• TASK INPUT:

## begin

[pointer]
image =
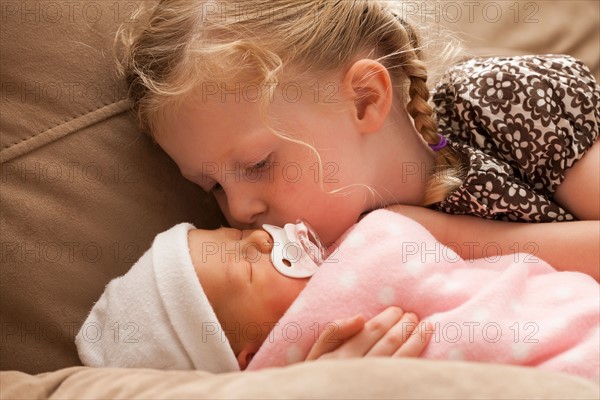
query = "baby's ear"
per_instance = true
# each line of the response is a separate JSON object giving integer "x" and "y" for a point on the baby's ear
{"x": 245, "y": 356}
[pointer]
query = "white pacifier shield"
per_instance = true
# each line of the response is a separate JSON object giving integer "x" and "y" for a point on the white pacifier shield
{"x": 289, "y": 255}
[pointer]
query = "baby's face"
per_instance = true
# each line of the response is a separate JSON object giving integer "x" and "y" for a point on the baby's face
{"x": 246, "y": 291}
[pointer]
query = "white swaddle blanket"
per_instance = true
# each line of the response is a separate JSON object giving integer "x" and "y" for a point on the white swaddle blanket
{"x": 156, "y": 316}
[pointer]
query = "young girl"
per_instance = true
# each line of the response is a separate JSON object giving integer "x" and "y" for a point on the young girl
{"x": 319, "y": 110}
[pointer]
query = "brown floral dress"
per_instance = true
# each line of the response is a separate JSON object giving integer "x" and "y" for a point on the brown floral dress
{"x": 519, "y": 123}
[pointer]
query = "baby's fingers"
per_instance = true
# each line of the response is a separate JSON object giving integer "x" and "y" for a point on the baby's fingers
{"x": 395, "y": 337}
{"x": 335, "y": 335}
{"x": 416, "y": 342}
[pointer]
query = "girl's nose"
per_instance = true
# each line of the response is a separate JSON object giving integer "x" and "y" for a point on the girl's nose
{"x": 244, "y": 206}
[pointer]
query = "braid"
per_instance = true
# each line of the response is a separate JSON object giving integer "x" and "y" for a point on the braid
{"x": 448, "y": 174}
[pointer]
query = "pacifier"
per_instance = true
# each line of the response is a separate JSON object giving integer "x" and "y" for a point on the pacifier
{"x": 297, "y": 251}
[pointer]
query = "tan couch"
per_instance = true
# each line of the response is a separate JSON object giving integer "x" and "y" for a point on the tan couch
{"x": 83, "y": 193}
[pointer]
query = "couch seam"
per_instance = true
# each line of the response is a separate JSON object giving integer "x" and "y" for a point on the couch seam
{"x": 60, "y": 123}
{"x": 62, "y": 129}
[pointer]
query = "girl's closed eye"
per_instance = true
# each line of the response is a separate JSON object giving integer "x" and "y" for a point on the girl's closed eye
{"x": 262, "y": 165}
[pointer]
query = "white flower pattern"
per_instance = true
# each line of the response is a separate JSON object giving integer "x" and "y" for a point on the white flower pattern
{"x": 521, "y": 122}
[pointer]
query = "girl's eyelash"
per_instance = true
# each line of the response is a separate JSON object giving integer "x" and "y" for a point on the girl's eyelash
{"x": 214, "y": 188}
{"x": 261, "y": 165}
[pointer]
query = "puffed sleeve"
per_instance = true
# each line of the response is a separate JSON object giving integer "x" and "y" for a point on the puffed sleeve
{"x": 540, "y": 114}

## end
## begin

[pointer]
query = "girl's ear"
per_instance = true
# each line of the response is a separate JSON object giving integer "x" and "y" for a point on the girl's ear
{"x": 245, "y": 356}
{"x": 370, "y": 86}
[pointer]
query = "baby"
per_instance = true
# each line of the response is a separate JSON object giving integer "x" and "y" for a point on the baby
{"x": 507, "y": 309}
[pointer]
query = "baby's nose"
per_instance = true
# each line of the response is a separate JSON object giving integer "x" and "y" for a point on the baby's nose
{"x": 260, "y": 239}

## end

• WHAT IS REQUIRED: Pull out each line of the data above that contains the string "blanket", treating uppercase and lowercase as different.

• OUTPUT FOR THIS EXERCISE:
query = "white swaddle blanket"
# each line of the response is a separate JSON object giving integer "x" and "y" for a point on the white swaddle blanket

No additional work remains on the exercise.